* [Data excerpts]
>>>>>
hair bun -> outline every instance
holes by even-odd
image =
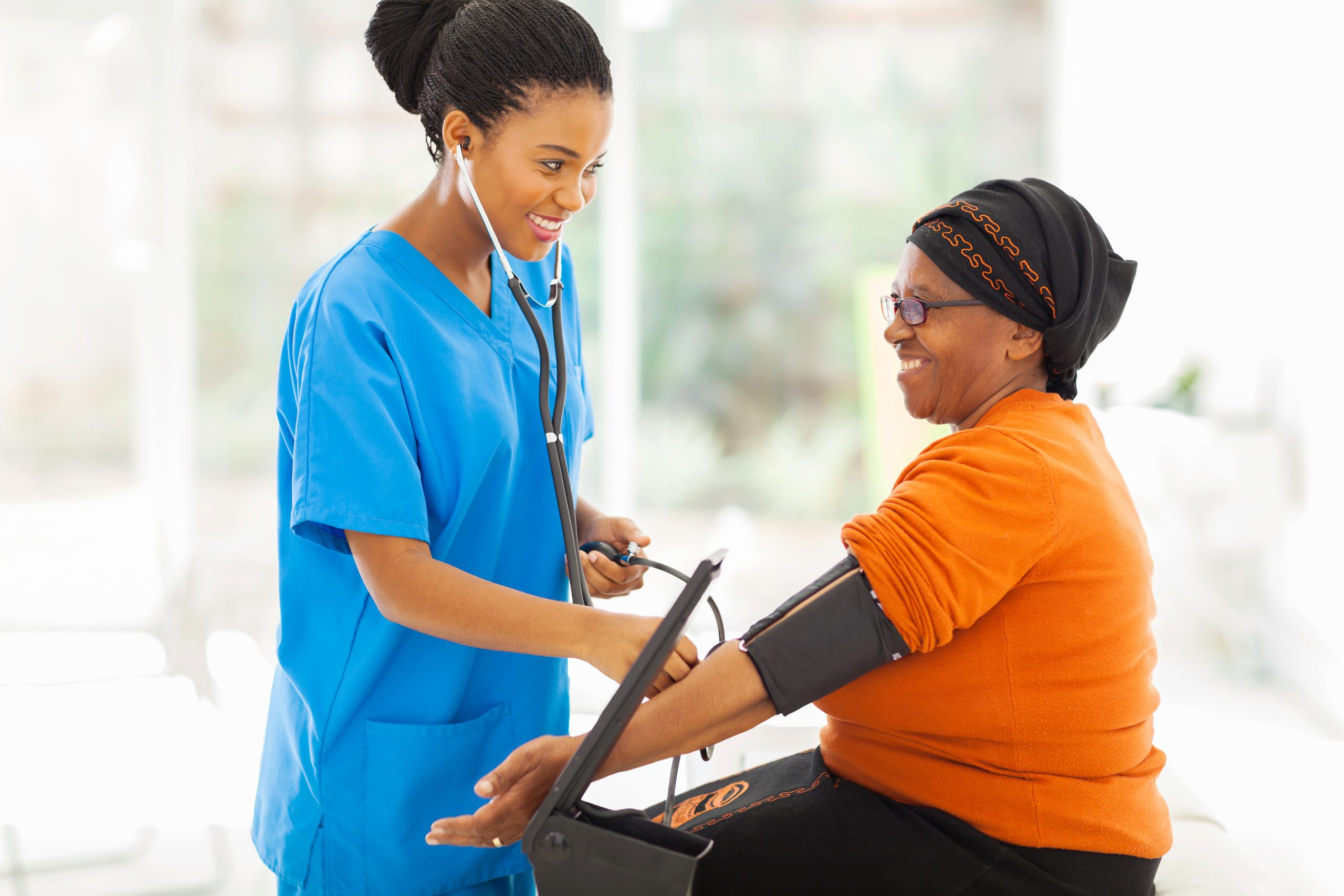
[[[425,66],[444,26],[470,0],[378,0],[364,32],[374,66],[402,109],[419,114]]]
<<<<<
>>>>>
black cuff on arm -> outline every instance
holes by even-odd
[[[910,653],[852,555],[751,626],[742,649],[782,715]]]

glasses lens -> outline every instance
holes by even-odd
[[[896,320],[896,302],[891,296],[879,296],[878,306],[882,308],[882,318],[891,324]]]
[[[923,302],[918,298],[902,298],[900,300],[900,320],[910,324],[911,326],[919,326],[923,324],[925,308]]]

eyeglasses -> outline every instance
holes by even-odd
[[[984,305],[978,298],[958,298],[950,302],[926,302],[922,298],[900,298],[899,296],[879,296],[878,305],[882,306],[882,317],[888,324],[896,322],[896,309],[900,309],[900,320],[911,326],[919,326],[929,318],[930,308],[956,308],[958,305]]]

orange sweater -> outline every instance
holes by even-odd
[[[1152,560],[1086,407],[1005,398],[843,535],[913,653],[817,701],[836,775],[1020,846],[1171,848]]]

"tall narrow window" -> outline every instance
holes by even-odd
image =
<<<<<
>>>>>
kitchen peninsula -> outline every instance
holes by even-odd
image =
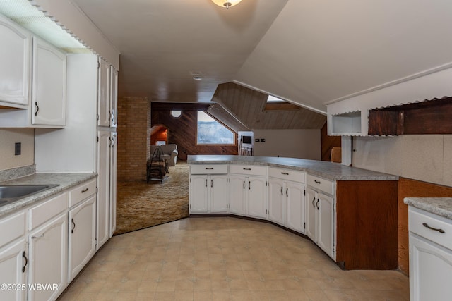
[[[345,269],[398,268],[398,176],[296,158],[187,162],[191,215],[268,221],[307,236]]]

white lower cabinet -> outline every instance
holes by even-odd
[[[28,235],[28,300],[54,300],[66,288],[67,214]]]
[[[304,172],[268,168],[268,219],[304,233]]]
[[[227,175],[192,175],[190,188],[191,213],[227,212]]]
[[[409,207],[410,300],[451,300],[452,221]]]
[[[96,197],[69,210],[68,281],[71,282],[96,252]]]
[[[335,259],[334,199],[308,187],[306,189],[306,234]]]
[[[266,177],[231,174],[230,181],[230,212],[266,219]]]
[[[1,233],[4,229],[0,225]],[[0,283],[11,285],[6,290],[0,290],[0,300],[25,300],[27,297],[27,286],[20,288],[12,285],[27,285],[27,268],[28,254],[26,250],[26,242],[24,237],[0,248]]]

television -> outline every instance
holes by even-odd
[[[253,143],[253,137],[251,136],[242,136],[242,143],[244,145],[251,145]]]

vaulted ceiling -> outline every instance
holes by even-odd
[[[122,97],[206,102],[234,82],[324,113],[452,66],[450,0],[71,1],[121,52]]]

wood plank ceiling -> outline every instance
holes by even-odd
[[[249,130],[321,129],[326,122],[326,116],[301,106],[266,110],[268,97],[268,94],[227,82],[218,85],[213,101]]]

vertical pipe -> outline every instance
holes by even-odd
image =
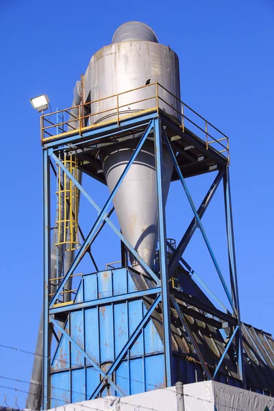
<<<<<
* [What this task involves]
From the material above, pull out every line that contains the string "outline", with case counting as a difference.

* [Finished task]
hair bun -> outline every instance
black cuff on arm -> outline every instance
glasses lens -> outline every instance
eyeglasses -> outline every instance
orange sweater -> outline every instance
"tall narrow window" -> outline every instance
kitchen peninsula -> outline every instance
white lower cabinet -> outline every instance
television -> outline every instance
vaulted ceiling -> outline every instance
wood plank ceiling -> outline every instance
vertical pipe -> outline every instance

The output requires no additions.